--- Records provided ---
--- BEGIN ---

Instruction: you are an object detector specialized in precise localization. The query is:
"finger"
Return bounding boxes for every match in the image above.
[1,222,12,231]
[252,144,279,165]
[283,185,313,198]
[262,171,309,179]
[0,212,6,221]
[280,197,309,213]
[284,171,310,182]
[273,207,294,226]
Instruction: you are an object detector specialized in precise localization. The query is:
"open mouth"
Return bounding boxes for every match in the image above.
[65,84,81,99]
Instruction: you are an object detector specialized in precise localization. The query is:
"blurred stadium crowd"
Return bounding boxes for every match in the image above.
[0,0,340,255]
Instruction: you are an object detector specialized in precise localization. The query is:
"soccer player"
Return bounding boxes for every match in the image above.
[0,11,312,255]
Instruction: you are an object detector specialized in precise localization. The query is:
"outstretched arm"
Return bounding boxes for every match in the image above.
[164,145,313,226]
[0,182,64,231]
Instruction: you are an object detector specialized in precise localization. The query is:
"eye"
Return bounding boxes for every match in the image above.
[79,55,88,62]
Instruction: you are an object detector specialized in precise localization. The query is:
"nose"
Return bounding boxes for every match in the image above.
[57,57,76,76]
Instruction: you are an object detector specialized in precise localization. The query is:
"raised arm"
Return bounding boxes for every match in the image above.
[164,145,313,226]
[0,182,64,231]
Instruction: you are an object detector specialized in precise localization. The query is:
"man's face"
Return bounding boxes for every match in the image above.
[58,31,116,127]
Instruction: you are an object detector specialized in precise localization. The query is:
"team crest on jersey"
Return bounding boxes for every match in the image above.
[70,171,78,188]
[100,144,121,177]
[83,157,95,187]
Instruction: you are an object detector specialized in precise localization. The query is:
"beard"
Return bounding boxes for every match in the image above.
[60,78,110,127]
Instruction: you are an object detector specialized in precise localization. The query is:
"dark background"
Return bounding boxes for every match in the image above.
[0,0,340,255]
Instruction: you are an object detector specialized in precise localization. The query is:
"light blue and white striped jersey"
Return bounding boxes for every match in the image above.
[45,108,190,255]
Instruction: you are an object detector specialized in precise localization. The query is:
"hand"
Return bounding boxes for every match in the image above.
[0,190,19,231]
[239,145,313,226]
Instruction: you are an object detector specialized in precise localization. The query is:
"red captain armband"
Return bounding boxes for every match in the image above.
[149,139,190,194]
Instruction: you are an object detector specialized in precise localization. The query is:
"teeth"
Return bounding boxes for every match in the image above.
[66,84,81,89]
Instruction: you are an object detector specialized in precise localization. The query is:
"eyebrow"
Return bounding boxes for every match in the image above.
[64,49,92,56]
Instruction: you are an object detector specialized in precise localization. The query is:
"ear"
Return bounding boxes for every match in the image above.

--- END ---

--- Problem description ---
Copy everything from the start of the rows down to the line containing "[273,207,294,226]", substituting "thumb" for "finger" and keeping all else unchanged.

--- The solution ---
Instruction: you are an object detector specialized in precise localization. The query is:
"thumb"
Return bounding boxes for every match in the image above.
[1,222,12,231]
[252,144,279,165]
[283,185,313,198]
[262,171,309,179]
[0,212,6,221]
[280,197,309,213]
[284,171,310,182]
[273,207,294,226]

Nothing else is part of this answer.